Reproduce word for word everything from the start of the data below down to and including the line that contains "[[178, 25], [282, 4], [194, 35], [240, 19], [183, 40]]", and nothing past that line.

_INPUT MATERIAL_
________
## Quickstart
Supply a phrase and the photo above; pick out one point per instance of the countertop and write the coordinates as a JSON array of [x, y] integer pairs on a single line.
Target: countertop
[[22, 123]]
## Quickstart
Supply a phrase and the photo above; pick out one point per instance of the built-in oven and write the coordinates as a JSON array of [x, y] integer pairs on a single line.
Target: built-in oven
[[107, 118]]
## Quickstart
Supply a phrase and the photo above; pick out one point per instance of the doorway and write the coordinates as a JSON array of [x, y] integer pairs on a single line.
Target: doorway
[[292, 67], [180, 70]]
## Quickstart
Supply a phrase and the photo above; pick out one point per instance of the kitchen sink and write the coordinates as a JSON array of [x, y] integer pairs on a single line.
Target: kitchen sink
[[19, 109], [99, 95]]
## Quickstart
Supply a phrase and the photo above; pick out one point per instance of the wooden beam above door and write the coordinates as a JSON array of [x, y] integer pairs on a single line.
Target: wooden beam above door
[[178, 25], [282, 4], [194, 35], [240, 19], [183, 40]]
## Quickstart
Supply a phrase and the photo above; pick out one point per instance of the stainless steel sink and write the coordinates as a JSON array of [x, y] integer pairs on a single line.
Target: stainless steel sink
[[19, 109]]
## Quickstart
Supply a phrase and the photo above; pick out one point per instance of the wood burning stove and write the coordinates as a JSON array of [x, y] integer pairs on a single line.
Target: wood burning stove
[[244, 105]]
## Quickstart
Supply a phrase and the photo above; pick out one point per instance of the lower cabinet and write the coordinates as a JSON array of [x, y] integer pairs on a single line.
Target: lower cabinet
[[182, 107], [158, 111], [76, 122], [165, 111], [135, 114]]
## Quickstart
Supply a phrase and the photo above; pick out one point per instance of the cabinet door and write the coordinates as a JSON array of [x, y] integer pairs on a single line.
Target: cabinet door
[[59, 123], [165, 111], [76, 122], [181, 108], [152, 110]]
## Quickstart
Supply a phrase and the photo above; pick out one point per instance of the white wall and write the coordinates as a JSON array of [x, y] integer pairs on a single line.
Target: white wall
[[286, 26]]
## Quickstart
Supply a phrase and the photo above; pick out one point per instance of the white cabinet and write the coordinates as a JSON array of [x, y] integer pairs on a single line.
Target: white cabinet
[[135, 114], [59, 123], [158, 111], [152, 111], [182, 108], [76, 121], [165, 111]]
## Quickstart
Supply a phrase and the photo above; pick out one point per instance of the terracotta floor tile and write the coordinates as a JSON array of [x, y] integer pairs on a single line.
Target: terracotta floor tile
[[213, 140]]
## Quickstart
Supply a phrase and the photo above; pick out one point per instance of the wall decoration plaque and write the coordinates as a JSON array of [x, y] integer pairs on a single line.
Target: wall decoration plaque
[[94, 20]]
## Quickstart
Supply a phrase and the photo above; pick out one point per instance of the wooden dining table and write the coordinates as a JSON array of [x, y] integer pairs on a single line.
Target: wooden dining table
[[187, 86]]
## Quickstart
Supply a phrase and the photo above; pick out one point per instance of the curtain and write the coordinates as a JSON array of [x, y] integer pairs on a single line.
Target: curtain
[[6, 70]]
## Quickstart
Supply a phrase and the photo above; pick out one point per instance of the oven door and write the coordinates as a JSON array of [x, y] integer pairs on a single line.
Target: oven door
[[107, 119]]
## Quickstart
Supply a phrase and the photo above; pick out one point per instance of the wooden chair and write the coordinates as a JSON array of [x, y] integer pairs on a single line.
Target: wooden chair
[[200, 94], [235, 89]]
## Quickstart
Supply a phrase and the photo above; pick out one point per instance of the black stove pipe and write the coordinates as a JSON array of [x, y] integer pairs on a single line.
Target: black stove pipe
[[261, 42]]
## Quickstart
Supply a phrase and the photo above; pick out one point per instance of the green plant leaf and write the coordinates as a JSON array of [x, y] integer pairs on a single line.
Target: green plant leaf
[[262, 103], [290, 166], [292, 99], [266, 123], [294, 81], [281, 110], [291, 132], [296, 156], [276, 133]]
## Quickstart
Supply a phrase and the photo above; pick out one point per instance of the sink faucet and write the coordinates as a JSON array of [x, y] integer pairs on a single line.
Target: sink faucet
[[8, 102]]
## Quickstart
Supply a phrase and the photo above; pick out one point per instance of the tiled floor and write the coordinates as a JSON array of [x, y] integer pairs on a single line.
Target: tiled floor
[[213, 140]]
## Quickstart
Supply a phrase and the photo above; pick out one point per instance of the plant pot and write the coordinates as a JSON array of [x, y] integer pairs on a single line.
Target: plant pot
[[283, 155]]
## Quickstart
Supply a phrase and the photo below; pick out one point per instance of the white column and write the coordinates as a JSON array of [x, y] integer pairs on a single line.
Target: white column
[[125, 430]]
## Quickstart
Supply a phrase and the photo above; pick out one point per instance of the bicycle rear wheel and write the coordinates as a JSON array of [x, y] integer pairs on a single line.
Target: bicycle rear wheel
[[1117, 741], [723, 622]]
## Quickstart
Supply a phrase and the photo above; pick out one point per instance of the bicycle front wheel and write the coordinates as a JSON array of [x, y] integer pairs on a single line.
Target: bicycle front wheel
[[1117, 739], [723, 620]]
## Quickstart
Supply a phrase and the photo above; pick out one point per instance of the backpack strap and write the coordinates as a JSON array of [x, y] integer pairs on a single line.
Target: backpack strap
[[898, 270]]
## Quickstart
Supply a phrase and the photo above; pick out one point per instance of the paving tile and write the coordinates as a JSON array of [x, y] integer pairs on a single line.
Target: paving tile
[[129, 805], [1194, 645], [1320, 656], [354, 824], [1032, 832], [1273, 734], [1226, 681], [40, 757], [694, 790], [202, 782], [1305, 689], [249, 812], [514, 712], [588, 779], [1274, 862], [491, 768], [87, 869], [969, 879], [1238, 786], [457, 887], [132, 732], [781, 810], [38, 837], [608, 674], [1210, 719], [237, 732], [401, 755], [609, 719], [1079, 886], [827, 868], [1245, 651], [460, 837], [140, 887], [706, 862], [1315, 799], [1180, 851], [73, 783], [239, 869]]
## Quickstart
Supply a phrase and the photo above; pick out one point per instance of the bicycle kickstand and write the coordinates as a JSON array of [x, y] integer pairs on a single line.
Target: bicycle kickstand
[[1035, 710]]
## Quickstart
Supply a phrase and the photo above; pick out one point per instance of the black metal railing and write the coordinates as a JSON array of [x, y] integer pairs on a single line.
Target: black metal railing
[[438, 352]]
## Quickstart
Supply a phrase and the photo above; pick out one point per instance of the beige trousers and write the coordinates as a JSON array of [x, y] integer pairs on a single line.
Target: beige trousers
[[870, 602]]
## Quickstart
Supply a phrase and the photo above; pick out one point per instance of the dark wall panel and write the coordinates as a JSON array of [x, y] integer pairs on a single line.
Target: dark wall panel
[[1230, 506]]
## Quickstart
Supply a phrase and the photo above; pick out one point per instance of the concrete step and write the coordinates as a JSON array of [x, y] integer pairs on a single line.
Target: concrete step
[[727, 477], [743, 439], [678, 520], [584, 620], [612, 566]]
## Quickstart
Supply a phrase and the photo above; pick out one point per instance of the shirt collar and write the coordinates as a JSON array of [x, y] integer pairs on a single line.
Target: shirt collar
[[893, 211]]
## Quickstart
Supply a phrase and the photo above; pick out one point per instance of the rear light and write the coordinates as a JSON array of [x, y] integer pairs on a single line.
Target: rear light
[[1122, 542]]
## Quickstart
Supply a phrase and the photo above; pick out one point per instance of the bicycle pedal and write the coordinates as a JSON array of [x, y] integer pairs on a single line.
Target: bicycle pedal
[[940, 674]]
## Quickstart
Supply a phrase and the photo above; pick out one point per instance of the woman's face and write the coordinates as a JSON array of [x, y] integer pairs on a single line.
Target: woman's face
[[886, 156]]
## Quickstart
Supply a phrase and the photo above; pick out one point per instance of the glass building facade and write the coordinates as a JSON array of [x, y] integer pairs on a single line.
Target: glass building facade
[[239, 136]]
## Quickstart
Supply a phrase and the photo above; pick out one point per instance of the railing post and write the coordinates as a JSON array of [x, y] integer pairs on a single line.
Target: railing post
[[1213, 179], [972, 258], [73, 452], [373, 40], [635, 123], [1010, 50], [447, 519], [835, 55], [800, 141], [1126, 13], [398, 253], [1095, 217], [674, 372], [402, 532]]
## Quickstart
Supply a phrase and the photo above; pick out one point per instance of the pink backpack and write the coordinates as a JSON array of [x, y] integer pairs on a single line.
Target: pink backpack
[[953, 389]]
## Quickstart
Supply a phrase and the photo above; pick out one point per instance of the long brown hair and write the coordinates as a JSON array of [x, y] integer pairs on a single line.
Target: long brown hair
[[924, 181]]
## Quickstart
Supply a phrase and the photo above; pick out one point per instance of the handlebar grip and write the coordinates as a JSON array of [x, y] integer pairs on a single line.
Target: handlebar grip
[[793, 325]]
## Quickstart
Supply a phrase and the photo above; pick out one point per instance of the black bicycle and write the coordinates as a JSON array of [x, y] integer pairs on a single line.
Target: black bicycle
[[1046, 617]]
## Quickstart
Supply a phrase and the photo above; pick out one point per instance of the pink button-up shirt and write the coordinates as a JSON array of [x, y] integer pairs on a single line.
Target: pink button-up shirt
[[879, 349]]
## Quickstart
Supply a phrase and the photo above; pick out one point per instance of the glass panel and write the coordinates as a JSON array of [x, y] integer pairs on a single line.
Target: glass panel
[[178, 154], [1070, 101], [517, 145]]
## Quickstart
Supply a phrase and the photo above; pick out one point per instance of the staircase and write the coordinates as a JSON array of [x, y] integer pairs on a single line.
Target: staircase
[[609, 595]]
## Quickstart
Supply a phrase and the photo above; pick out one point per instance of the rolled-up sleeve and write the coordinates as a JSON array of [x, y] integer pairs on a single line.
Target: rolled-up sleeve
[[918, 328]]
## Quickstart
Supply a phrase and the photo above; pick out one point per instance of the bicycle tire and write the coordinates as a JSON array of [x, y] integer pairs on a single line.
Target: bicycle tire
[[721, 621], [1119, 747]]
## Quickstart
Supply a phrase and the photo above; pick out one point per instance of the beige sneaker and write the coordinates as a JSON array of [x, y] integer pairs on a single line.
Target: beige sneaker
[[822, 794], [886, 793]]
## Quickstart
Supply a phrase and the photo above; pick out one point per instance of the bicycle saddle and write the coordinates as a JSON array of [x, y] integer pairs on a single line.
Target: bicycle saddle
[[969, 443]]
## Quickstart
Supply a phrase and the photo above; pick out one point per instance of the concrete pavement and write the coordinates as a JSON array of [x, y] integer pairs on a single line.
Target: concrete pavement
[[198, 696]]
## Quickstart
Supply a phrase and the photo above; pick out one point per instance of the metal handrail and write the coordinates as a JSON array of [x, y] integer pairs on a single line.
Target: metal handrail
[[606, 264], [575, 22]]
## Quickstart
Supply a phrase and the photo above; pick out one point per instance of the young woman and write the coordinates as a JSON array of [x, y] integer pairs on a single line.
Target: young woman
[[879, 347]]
________
_SOLUTION FOR THIS EXERCISE_
## Quickstart
Supply a phrase and the photo above; pick out one point per instance of the countertop and write the coordinates as a JSON array of [x, y] integer pairs on a single line.
Target: countertop
[[22, 123]]
## Quickstart
Supply a phrase and the photo above; pick out one point per instance of the built-in oven and write the coordinates as a JSON array of [x, y] integer pairs on a single line.
Target: built-in oven
[[107, 118]]
## Quickstart
Supply a phrase and the photo above; pick out one point per instance of the doorway and write the coordinates as a JSON array of [x, y] integer pairs on a single line.
Target: doorway
[[292, 67], [180, 70]]
## Quickstart
Supply a phrase and the photo above; pick out one point per instance of the kitchen sink and write the coordinates as a JSON array of [x, y] integer pairs on a single line.
Target: kitchen sink
[[19, 109], [99, 95]]
## Quickstart
Supply a phrase and the photo above; pick out one point per instance of the wooden beam above door and write the coordinates as a JSON array of [x, y] integer pairs on a single line.
Target: wooden beam above door
[[178, 25], [282, 4], [194, 35], [240, 19], [183, 40]]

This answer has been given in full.